Document:
=-=-=
# Wake Up!



## ama0722 (Nov 28, 2006)

My husband is a very light sleeper and lately he hasn't been able to sleep- Belle will lick him if she needs a drink of water, Dora thinks everyone always wants kisses, she also paws you in the face if you don't react to the kiss.

His mom sent him this video and our havs are cat like. I think Dora created this video and disguised herself as a cat!
http://s179.photobucket.com/albums/w303/annabella1022/?action=view&current=wake-up.flv


----------



## Callalilly (Apr 30, 2007)

ound:


Thank you for that! It reminded me of my little Maltese, Molly. She used to sit on the floor next to my bed, in the morning and asked to be let out. But she wouldn't whine or bark, she'd make this weird noise something like clearing her throat. It would start out low and then progressively get louder until I woke up. My little passive aggressive doggy, I miss her so! She was so sweet.


----------



## Havtahava (Aug 20, 2006)

Oh my! Thankfully, none of our Havs do that in the night. I think they want their sleep more than we do, but Simba (our cat) used to do that kind of stuff in the night and he was banned from our room with the door shut, many, many years ago! He's a face toucher and smacker for sure.


----------



## JASHavanese (Apr 24, 2007)

Amanda that is soooooooo Ellie (minus the bat and I'm not showing it to her to give her any ideas). I wonder if she and Dora got together and came up with the video and disguised themselves as cats to throw us off of their trail? :suspicious:


----------



## lfung5 (Jun 30, 2007)
=-=-=
[Rows from an object pointing dataset]

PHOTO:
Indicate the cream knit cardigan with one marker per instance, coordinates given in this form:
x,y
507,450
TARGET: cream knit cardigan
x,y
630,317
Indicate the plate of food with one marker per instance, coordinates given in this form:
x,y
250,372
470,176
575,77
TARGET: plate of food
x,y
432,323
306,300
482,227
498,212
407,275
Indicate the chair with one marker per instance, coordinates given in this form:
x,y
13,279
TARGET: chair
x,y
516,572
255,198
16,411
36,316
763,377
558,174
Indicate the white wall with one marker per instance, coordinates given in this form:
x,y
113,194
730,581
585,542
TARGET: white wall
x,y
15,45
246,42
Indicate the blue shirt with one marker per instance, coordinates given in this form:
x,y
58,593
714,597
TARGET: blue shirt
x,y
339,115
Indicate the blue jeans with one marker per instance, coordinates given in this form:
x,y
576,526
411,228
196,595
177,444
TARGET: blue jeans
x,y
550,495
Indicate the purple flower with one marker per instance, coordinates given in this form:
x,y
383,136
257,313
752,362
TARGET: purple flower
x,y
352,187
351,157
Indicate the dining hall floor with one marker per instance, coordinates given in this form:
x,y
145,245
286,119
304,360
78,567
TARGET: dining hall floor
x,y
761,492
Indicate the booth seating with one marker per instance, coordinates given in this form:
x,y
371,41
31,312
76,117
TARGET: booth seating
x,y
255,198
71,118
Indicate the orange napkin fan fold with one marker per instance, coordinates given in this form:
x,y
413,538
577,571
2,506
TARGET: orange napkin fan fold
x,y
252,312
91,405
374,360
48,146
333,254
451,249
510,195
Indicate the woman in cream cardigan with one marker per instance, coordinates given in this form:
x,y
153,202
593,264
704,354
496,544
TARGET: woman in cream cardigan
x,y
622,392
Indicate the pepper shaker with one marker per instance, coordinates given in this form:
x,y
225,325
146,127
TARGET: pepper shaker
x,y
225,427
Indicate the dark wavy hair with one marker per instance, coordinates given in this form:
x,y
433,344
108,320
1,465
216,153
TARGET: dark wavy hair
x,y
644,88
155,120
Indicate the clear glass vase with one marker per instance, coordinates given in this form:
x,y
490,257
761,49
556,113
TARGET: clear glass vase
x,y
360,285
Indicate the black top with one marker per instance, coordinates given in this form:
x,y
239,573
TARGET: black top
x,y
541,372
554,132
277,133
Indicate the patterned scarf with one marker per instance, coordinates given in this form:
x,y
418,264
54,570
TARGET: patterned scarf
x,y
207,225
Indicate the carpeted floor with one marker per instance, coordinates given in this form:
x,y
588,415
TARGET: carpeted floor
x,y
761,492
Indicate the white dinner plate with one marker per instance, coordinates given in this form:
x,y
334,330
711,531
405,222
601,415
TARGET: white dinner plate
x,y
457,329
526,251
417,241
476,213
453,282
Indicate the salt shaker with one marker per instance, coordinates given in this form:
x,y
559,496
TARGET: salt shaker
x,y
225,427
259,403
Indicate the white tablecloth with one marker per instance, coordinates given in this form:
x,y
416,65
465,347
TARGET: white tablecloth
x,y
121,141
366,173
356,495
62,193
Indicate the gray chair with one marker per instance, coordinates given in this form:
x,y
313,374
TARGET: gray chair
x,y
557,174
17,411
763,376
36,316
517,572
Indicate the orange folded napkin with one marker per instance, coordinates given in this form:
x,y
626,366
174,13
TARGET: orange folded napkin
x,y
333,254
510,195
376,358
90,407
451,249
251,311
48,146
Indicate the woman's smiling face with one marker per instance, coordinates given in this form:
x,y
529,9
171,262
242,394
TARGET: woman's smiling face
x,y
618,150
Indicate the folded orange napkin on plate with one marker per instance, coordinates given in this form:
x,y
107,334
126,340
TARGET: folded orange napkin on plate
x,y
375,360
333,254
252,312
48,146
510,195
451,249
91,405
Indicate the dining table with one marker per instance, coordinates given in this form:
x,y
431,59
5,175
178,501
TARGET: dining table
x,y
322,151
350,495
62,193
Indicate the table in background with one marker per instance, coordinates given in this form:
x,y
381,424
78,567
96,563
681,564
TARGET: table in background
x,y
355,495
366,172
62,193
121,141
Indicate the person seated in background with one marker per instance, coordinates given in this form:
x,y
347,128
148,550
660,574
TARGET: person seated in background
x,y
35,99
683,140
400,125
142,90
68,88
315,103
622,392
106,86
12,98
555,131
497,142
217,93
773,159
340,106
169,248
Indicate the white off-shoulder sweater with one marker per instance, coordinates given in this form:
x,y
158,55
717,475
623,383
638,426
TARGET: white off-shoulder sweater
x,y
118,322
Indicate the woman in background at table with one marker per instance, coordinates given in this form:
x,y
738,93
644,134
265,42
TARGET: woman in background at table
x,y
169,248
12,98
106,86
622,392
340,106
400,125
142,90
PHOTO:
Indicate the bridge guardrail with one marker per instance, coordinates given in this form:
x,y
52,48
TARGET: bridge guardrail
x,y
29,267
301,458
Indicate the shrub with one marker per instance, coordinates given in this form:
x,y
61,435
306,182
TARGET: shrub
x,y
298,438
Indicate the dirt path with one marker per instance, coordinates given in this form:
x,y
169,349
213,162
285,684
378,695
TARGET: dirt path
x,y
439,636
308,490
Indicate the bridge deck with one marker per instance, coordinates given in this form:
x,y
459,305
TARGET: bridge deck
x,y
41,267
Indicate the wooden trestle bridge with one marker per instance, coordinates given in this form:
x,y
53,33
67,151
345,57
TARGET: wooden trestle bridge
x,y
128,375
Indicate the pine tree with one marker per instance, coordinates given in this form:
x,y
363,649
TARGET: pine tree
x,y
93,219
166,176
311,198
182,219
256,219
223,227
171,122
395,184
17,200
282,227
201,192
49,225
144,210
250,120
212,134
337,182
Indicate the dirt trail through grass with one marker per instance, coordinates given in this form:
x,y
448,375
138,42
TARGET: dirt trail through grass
=-=-=
Directions:
a - Rewrite the records from the line with "Indicate the woman in background" up to and including the last line of the records, keeping the requests, and add 57 to every coordinate value in the answers.
b - Please carry on the forum thread about pets waking their owners at night from where it stops.
The forum thread and the records have nothing to do with each other.

Task answers:
a -
Indicate the woman in background at table with one marker per instance, coordinates given in this form:
x,y
738,93
644,134
265,42
TARGET: woman in background at table
x,y
226,305
69,155
163,143
679,449
397,163
457,182
199,147
PHOTO:
Indicate the bridge guardrail with one marker per instance, coordinates given in this form:
x,y
52,48
TARGET: bridge guardrail
x,y
86,324
358,515
Indicate the shrub with one marker per instance, coordinates given in this form:
x,y
61,435
306,182
TARGET: shrub
x,y
355,495
Indicate the dirt path with one marker per instance, coordinates given in this form:
x,y
169,349
213,162
285,684
378,695
TARGET: dirt path
x,y
496,693
365,547
Indicate the bridge deck with one marker per instance, coordinates given in this form:
x,y
459,305
TARGET: bridge deck
x,y
98,324
Indicate the wooden trestle bridge with one marker per instance, coordinates given in this form:
x,y
53,33
67,151
345,57
TARGET: wooden trestle bridge
x,y
185,432
Indicate the pine tree with one marker per instance, coordinates given in this form:
x,y
363,649
TARGET: pine tree
x,y
150,276
223,233
368,255
239,276
313,276
280,284
228,179
452,241
74,257
339,284
258,249
106,282
201,267
307,177
269,191
394,239
Indicate the dirt trail through grass with one marker per instance, coordinates given in this form:
x,y
448,375
138,42
TARGET: dirt trail through grass

b -
oh, that video is way too funny!


----------



## Missy (Nov 6, 2006)

That is Jasper in the morning!!!!! I love the wake up stretch at the end!!! see that pet communicator was right-- he is a cat!!!


----------



## Brady's mom (Dec 1, 2006)

This is why my cats now sleep in the basement. I love them, but can't put up with them at night. Brady is a pretty good sleeper.


----------



## Laurief (Nov 7, 2006)

Oh my gosh - now I know - Lily is part cat!!! that is why she sleeps in a crate!


----------



## irnfit (Nov 21, 2006)

I love that video. My beautiful Maine ****, Jack, always slept on my pillow with me. That is, until Kodi decided that was his sleeping spot. Now Jack will sneak into bed and try to find a spot and settle in before Kodi sees him. Otherwise there is WWIII in my bed.


----------



## Julie (Feb 8, 2007)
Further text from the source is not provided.